# Records contained in a dataset
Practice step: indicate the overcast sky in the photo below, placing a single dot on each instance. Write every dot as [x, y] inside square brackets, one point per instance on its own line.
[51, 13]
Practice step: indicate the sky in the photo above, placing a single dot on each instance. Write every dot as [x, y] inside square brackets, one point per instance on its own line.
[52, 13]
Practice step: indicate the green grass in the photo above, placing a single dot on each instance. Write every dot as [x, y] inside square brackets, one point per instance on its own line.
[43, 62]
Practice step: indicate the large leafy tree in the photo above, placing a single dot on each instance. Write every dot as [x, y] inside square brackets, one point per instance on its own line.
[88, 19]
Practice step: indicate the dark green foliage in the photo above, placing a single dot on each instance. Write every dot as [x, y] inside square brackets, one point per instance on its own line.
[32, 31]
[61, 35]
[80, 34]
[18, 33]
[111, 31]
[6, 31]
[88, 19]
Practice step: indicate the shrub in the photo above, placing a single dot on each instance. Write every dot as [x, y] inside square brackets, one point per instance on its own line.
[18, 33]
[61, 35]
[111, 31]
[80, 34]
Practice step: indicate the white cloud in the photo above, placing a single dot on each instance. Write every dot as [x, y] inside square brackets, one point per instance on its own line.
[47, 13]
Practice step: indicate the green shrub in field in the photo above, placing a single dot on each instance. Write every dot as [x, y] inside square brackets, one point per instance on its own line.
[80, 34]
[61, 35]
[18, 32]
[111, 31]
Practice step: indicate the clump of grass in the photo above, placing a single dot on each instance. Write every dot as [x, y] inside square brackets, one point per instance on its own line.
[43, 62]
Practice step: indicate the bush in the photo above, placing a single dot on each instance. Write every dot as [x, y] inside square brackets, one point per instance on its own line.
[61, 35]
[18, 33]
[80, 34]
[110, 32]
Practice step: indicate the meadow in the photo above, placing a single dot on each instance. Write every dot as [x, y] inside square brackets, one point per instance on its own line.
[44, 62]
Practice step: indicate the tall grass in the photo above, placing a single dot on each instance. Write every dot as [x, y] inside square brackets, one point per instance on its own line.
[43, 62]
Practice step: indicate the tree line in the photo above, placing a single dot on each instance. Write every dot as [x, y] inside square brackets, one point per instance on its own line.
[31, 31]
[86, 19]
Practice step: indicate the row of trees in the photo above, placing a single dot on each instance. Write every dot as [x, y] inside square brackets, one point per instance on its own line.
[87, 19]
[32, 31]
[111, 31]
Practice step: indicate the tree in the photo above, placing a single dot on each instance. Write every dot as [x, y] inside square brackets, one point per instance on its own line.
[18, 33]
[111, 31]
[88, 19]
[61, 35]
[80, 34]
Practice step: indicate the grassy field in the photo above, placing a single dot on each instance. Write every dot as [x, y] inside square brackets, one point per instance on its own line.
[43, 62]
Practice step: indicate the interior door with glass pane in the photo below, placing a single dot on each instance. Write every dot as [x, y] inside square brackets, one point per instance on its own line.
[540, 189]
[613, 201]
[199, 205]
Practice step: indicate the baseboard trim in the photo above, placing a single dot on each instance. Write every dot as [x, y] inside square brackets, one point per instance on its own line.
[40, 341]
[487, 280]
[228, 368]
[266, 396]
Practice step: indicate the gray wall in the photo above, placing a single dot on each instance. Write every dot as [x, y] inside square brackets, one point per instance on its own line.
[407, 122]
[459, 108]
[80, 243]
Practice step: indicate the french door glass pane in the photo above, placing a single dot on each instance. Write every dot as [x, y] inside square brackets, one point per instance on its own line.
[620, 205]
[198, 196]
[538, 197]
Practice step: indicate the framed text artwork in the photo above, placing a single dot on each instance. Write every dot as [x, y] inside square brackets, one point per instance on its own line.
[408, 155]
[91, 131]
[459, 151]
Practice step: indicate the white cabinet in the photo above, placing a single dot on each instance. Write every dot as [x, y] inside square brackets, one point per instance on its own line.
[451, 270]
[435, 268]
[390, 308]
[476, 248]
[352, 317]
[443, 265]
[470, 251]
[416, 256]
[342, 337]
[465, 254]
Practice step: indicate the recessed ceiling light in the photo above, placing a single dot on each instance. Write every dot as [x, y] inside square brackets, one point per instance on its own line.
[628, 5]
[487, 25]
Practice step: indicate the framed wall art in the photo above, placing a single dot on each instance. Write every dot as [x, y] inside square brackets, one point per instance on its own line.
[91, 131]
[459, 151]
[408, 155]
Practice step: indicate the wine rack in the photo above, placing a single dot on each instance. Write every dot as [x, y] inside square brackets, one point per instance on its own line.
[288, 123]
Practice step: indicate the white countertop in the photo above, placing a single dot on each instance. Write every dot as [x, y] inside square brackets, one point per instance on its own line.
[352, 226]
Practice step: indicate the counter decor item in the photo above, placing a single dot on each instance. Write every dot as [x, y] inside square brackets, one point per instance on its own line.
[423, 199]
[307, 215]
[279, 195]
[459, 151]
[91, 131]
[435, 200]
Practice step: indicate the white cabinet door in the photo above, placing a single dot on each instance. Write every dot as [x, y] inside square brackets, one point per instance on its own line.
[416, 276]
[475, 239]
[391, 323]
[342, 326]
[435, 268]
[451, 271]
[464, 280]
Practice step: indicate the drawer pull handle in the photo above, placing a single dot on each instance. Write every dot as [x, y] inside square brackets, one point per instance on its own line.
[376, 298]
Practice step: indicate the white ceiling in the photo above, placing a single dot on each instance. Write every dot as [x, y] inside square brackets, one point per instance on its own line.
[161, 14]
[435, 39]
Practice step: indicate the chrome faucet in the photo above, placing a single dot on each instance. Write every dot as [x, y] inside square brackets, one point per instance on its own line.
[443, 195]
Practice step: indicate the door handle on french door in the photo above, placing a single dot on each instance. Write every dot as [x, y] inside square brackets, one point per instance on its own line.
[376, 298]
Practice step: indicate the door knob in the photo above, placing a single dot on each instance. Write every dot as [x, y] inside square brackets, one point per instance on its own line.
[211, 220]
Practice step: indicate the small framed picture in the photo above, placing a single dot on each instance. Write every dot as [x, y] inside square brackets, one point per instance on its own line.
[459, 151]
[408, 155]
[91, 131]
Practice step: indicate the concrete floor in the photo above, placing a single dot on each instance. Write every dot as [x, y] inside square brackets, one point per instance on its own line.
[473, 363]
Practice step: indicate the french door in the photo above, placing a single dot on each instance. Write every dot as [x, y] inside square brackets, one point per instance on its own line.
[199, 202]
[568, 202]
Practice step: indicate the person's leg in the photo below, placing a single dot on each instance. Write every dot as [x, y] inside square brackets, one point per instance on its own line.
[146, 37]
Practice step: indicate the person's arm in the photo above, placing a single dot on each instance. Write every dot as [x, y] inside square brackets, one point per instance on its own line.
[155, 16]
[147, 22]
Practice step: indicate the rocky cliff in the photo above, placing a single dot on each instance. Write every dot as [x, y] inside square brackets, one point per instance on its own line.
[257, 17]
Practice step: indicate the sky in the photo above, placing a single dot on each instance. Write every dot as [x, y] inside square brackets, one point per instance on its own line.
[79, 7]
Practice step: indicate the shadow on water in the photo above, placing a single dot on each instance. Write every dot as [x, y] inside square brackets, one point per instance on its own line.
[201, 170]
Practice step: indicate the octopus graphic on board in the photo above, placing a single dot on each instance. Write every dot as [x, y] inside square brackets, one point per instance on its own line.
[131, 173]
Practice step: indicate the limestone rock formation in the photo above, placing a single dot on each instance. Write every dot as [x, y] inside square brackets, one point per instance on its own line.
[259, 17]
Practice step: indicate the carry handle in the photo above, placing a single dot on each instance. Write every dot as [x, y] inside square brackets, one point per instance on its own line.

# Instructions for the task
The data above should be output exactly, with each line intact.

# Written response
Practice step: indicate the overcast sky in the photo below, placing a single dot on each instance. Write every dot as [x, y] inside square brackets, one point per instance on its own line.
[51, 13]
Practice step: indicate the sky in the photo above, placing a single dot on each instance. Write every dot as [x, y] inside square brackets, one point per instance on its own line.
[52, 13]
Practice step: indicate the green grass in the photo above, placing a single dot on each instance. Write every dot as [x, y] inside square brackets, one point per instance on its own line.
[43, 62]
Practice step: indicate the large leafy tree in the photo above, placing a single dot on each instance. Write every dot as [x, y] inside square brackets, one point per instance on its own line.
[88, 19]
Practice step: indicate the dark green foliage in the photo above, placing a single dot on each instance. Write every dot as [x, y] inside square brackets, one point per instance on its own line.
[32, 31]
[61, 35]
[80, 34]
[18, 33]
[111, 31]
[6, 31]
[88, 19]
Practice step: indicate the shrub in the photo above, placing a single dot on each instance. Write every dot as [x, y] inside square brackets, one point per instance on its own line.
[18, 33]
[61, 35]
[111, 31]
[80, 34]
Practice step: indicate the white cloud in the photo above, placing a single dot on each instance. Write every dot as [x, y] inside square brackets, one point per instance on its own line.
[47, 13]
Practice step: indicate the green shrub in field in the photo above, placing a single dot on each instance. Write every dot as [x, y] inside square brackets, one point per instance on its own line.
[80, 34]
[61, 35]
[18, 32]
[111, 31]
Practice step: indicate the clump of grass in the photo above, placing a single dot on each instance. Write every dot as [x, y] inside square brackets, one point per instance on its own line.
[43, 62]
Practice step: indicate the bush in the photo above, placing a single dot on each instance. Write every dot as [x, y] inside square brackets, one point per instance on its own line.
[61, 35]
[18, 33]
[80, 34]
[110, 32]
Practice step: indicate the meadow in the photo above, placing a single dot on each instance. Write every dot as [x, y] inside square brackets, one point per instance on its own line.
[44, 62]
Practice step: indicate the tall grass in the photo above, placing a single dot on each instance. Write every dot as [x, y] inside square brackets, one point per instance on its own line.
[43, 62]
Practice step: indicate the tree line in the photo above, placing a single dot on each instance. Write every dot as [x, y] inside square brackets, one point per instance on its own line.
[31, 31]
[86, 19]
Practice step: indicate the row of trees in the photo above, placing a single dot on each instance. Write every dot as [x, y] inside square brackets, one point per instance on its own line.
[87, 19]
[32, 31]
[111, 31]
Practice step: indicate the tree in the photo above, placing a single dot on each instance. Write every dot as [x, y] inside square brackets, one point per instance on its own line.
[18, 33]
[111, 31]
[88, 19]
[61, 35]
[80, 34]
Practice step: indicate the grassy field in the photo above, placing a single dot on each instance. Write every dot as [x, y] inside square brackets, one point per instance on its own line.
[43, 62]
Practice step: indicate the interior door with glass pane in the photo below, placing a single dot on each instance. Write every dot as [x, y] inside square brackets, one point per instance on its own line.
[540, 189]
[613, 201]
[199, 205]
Practice step: indicate the baseboard trim in the photo above, placing a single dot on each instance. Write every dot as [x, y] inside square brackets, one point per instance on its own line.
[40, 341]
[487, 280]
[228, 368]
[266, 396]
Practice step: indicate the gray wall in the photo above, placing a single dot on each instance. Write every dot as [x, y] inside square brackets, one point per instance on its own line.
[407, 122]
[459, 108]
[80, 243]
Practice step: indicate the french door glass pane in the photo above, placing a single dot on each instance. Write every dot as [x, y] inside square brackets, one point per instance on its own line.
[620, 205]
[198, 196]
[538, 197]
Practice step: indicate the framed text artwork in the photo above, placing a single dot on each instance. Write every dot as [x, y] inside square brackets, one point per instance on its own line.
[408, 155]
[91, 131]
[459, 151]
Practice step: indicate the white cabinet in the photo above, placing a single dot on each instance. Write every dot as [x, y] inside square brackets, one point per instance on its own line.
[451, 270]
[435, 268]
[390, 308]
[476, 248]
[352, 317]
[443, 265]
[470, 251]
[416, 256]
[342, 337]
[465, 254]
Practice step: indicate the recessed ceiling light in the photo above, placing a single dot on each instance. Write every dot as [x, y] inside square brackets, one point per instance on its own line.
[628, 5]
[487, 25]
Practice step: indicate the framed wall art in the photo above, placing a single dot on each instance. Write every dot as [x, y] inside square brackets, one point per instance on its own line.
[91, 131]
[459, 151]
[408, 155]
Practice step: indicate the wine rack in the photo above, placing a single dot on each instance. Write every dot as [x, y] inside square brackets, one point per instance on its own line.
[288, 123]
Practice step: indicate the white countertop in the photo above, placing a single dot on each instance. Write every dot as [x, y] inside square brackets, one point per instance on its own line.
[352, 226]
Practice step: indicate the counter decor item in the photo above, placing a single dot on each instance. Write every dot as [x, y] inside square brackets, one point per instance on its own line.
[423, 199]
[307, 215]
[279, 195]
[459, 151]
[91, 131]
[435, 200]
Practice step: indicate the white cabinet door in the photo above, placing a single dot on each instance. Write every dot as [x, y] inside square brackets, one point per instance on its own line.
[416, 276]
[475, 239]
[391, 323]
[342, 326]
[435, 268]
[451, 271]
[464, 280]
Practice step: indicate the drawer pull handle in the photo above, placing a single dot on each instance. Write every dot as [x, y] inside square brackets, one point per instance on its own line.
[376, 298]
Practice step: indicate the white ceiling in the photo above, placing a single dot on each instance. Write every dot as [x, y] inside square brackets, one point per instance on its own line.
[161, 14]
[435, 39]
Practice step: indicate the chrome faucet in the photo above, placing a single dot on each instance. Write every dot as [x, y] inside square brackets, one point per instance on its own line.
[443, 195]
Practice step: indicate the door handle on french door in the photo above, placing a single dot on each instance. Write every dot as [x, y] inside square brackets, one point per instance on its own line.
[376, 298]
Practice step: indicate the door knob in the photo above, placing a single dot on each instance. Write every dot as [x, y] inside square brackets, one point per instance on its own line.
[211, 220]
Practice step: indicate the small framed picture in the photo above, placing a single dot on each instance. Write every dot as [x, y] inside square brackets, one point per instance on its own line.
[459, 151]
[408, 155]
[91, 131]
Practice step: indicate the concrete floor in the photo above, placing a single dot on each instance. Write every dot as [x, y] inside square brackets, one point per instance on its own line.
[473, 363]
Practice step: indicate the french door in the photo above, placing a single dot on each instance. Write every dot as [x, y] inside square brackets, one point per instance on its own line.
[199, 202]
[568, 202]
Practice step: indicate the person's leg in the photo below, placing a single dot on each instance. Write every dot as [x, y] inside square brackets, one point per instance on its own line.
[146, 37]
Practice step: indicate the person's arm in the photo above, placing a single dot on each instance. Write every dot as [x, y] inside square brackets, one point per instance on its own line.
[155, 16]
[147, 22]
Practice step: indicate the rocky cliff in the photo above, placing a single dot on each instance. Write every dot as [x, y] inside square brackets, one point per instance on its own line.
[257, 17]
Practice step: indicate the sky in the photo above, placing a single dot on each instance. Write every dot as [x, y] inside square brackets, one point per instance on its own line.
[79, 7]
Practice step: indicate the shadow on water in the photo above, placing a single dot on each instance. Write every dot as [x, y] inside square brackets, one point per instance on its own line.
[201, 170]
Practice step: indicate the octopus graphic on board in the photo above, placing a single dot on each instance. Write every dot as [x, y] inside square brackets, one point per instance on its own line.
[131, 173]
Practice step: indicate the limestone rock formation in the photo above, placing a single dot on each instance. Write every dot as [x, y] inside square brackets, one point per instance on its own line.
[259, 17]
Practice step: indicate the carry handle in the photo above, placing a single dot on each instance. Write every dot as [x, y] inside square brackets, one point per instance on its own line.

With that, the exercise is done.